(Coordinate annotation records)
━━━━━━━━━━

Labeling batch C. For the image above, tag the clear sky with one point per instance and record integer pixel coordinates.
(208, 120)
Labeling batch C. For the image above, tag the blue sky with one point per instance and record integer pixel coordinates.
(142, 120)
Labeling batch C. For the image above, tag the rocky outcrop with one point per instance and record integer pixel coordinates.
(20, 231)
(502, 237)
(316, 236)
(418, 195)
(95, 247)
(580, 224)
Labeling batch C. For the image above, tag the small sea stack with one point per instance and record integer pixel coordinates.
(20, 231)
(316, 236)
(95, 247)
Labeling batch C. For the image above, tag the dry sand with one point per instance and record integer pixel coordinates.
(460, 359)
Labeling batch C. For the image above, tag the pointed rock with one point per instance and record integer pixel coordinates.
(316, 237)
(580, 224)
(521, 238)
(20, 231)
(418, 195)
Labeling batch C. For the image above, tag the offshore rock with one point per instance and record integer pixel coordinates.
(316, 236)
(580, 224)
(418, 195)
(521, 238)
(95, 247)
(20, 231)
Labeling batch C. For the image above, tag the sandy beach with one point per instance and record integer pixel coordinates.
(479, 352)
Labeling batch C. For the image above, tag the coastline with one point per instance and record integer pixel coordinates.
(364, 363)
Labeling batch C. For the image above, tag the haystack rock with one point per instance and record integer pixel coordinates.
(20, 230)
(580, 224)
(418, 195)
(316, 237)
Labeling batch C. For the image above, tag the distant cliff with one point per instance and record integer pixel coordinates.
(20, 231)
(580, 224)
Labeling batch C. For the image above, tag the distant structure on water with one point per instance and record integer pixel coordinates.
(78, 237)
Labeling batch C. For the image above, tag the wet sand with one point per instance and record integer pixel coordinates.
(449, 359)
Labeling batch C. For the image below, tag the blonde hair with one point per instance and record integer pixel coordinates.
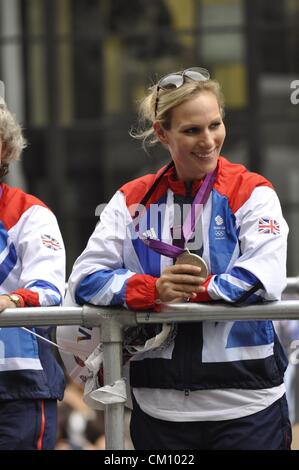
(13, 141)
(169, 99)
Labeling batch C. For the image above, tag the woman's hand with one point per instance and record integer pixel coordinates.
(179, 283)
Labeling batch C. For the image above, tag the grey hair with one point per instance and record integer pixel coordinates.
(12, 138)
(169, 99)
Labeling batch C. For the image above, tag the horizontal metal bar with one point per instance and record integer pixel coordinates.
(181, 312)
(281, 310)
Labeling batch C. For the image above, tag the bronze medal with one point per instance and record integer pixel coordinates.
(194, 260)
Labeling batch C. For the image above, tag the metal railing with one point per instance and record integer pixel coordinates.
(112, 320)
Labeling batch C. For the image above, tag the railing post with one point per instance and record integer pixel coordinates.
(112, 339)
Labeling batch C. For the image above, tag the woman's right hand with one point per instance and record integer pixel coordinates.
(179, 283)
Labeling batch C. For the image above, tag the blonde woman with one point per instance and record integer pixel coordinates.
(200, 230)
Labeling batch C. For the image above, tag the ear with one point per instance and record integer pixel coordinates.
(160, 133)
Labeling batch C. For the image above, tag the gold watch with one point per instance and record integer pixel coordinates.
(15, 298)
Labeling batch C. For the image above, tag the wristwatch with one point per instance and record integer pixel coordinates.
(15, 298)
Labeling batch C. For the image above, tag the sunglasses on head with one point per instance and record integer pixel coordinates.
(177, 79)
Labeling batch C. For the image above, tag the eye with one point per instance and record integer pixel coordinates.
(215, 125)
(191, 130)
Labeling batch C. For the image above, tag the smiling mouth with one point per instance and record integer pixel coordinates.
(204, 155)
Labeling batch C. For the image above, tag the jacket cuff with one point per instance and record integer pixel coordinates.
(28, 298)
(203, 296)
(141, 292)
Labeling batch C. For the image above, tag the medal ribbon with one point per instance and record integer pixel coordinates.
(192, 218)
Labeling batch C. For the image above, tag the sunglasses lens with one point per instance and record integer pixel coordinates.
(197, 74)
(171, 81)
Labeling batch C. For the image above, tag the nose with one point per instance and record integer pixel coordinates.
(206, 140)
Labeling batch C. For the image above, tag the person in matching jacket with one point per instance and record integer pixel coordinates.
(211, 385)
(32, 274)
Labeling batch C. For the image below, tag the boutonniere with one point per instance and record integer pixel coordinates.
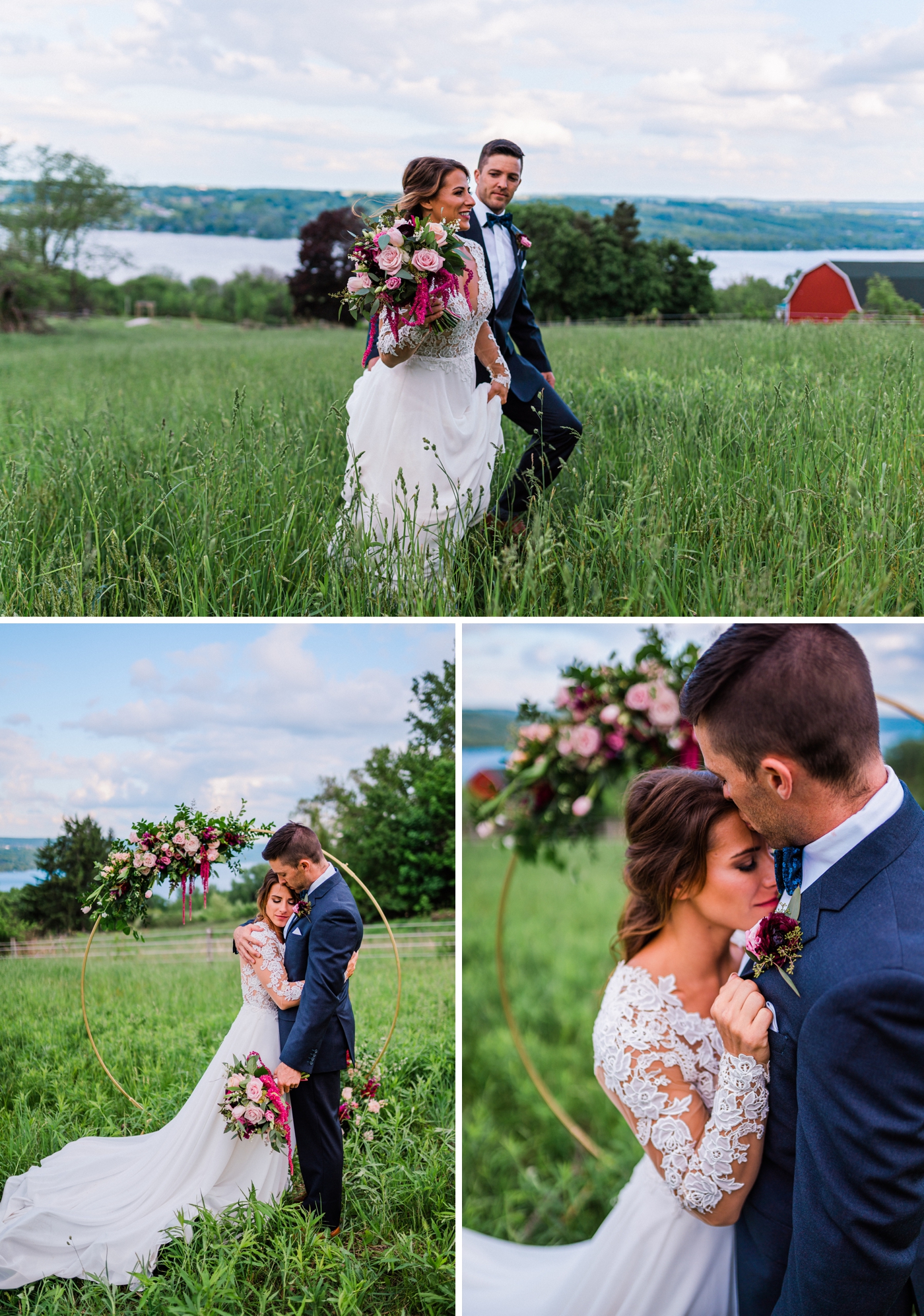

━━━━━━━━━━

**PROBLEM:**
Render all the records above as a Markdown table with a "Row" column for the row number and a "Line" column for the text, skipping blank lines. Leave the pictures out of the table.

**COMPLETE ANSWER:**
| Row | Line |
|---|---|
| 1 | Labeling batch C. For the image above, tag the clear sky with one point per instance and record integer pixel coordinates. |
| 2 | (208, 120) |
| 3 | Labeling batch C. For the image above, tag the blue sky with one point per instance and record integer pixel coordinates. |
| 4 | (142, 120) |
| 5 | Labeling batch C. For the image above, tag the rocky outcrop with one point per instance and record integer pixel coordinates. |
| 6 | (20, 231) |
| 7 | (502, 237) |
| 8 | (316, 236) |
| 9 | (418, 195) |
| 10 | (95, 247) |
| 11 | (580, 224) |
| 12 | Labeling batch C. For the image above, tag the small sea stack with one point per instance and record integer pixel coordinates. |
| 13 | (20, 231) |
| 14 | (316, 236) |
| 15 | (95, 247) |
| 16 | Labeling batch C. For the image above, tag the dry sand with one point per instance and record integer pixel coordinates. |
| 17 | (460, 359) |
| 18 | Labeling batch C. For the image above, tag the pointed rock with one point per instance and record integer pixel coordinates. |
| 19 | (316, 237) |
| 20 | (580, 224) |
| 21 | (521, 238) |
| 22 | (20, 231) |
| 23 | (418, 195) |
| 24 | Labeling batch C. For the image above, tag the offshore rock with one point per instance and record integer pixel coordinates. |
| 25 | (316, 236) |
| 26 | (580, 224) |
| 27 | (418, 195) |
| 28 | (521, 238) |
| 29 | (95, 247) |
| 30 | (20, 231) |
| 31 | Labeling batch C. For the image above, tag the sandy beach with one point per instance and record integer pixel coordinates. |
| 32 | (479, 352) |
| 33 | Labeling batch C. For the image above, tag the coastline with one point per instance and record integer pixel coordinates. |
| 34 | (364, 363) |
| 35 | Labeling batch C. For the image above, tag the haystack rock with one point per instance and record integer pixel coordinates. |
| 36 | (20, 230) |
| 37 | (580, 224) |
| 38 | (418, 195) |
| 39 | (316, 237) |
| 40 | Labeling batch C. For the image above, tag the distant cliff with one point per instance and record integer pixel coordinates. |
| 41 | (20, 231) |
| 42 | (580, 224) |
| 43 | Labeling batch C. For the image above, tag the distant structure on water with one point per instance and record integer pixel coordinates. |
| 44 | (78, 237) |
| 45 | Labeling batch C. For the image above, tag the wet sand with one point per instance and record integer pixel coordinates. |
| 46 | (449, 359) |
| 47 | Labeling batch C. For the image below, tag the blonde hair with one point per instance and record integer pixel coordinates. |
| 48 | (13, 141) |
| 49 | (169, 99) |
| 50 | Labeling batch C. For the image above, tag the woman's hand with one point per instance and record integer pixel coordinates. |
| 51 | (179, 283) |
| 52 | Labeling batch C. For the image above, tag the grey hair with one point per instance and record integer pixel coordinates. |
| 53 | (12, 138) |
| 54 | (169, 99) |
| 55 | Labeling batch C. For the image above, tag the horizontal metal bar with one point per instance and record integer pixel coordinates. |
| 56 | (181, 312) |
| 57 | (281, 310) |
| 58 | Labeling batch C. For the image above, tag the bronze medal with one point per instance and record integer pixel coordinates. |
| 59 | (194, 260) |
| 60 | Labeling batch C. For the image above, tag the metal railing with one point per instance and record integer pixel coordinates. |
| 61 | (112, 320) |
| 62 | Labeling batch C. For the image above, tag the railing post with one point per instance and record integer pixel coordinates. |
| 63 | (112, 339) |
| 64 | Labeling batch C. For the image above, tag the woman's right hand with one point per instance and record integer pixel coordinates. |
| 65 | (179, 283) |
| 66 | Labeling batch C. For the image above, tag the blonde woman with one point per instance and record integer pixel coordinates. |
| 67 | (200, 230) |
| 68 | Labeling batch C. For the image above, tag the ear with one point per instance and record integer pixel coordinates. |
| 69 | (160, 133) |
| 70 | Labeling batch C. For the image above, tag the gold watch with one point per instance and record integer pixel coordinates. |
| 71 | (15, 298) |
| 72 | Labeling batch C. For the image above, tag the wristwatch with one point per instance and record integer pixel coordinates. |
| 73 | (15, 298) |
| 74 | Labeling batch C. For the image above, tag the sunglasses on head with one point per instance and record integer pixel coordinates. |
| 75 | (177, 79) |
| 76 | Labeling batch C. For the image above, tag the eye with one point per instance and record integer pixel coordinates. |
| 77 | (215, 125) |
| 78 | (191, 130) |
| 79 | Labeling batch C. For the image above, tag the smiling mouth with one point per instance and record integer pixel coordinates. |
| 80 | (204, 155) |
| 81 | Labeling batch C. For the image above, tag the jacket cuff with one point per instance and record integer pixel coordinates. |
| 82 | (28, 298) |
| 83 | (203, 296) |
| 84 | (141, 292) |
| 85 | Labeling batch C. For the image above, tag the medal ribbon with one point per instance and record integer pixel coordinates. |
| 86 | (192, 218) |
| 87 | Labeling batch C. For the image above, tag the sunglasses lens with one point per instance and record integer pixel coordinates. |
| 88 | (197, 74) |
| 89 | (171, 81) |
| 90 | Labeling batch C. For the image above, tag the nose with one point per instance and record integer pixel coordinates. |
| 91 | (206, 140) |
| 92 | Labeling batch C. For the image above, tag the person in matching jacket with one point per instance and record integer pixel coordinates. |
| 93 | (211, 385) |
| 94 | (32, 274) |
| 95 | Labeling batch C. For the image below, tag the boutonniere with one point per instance and record integer pixel coordinates. |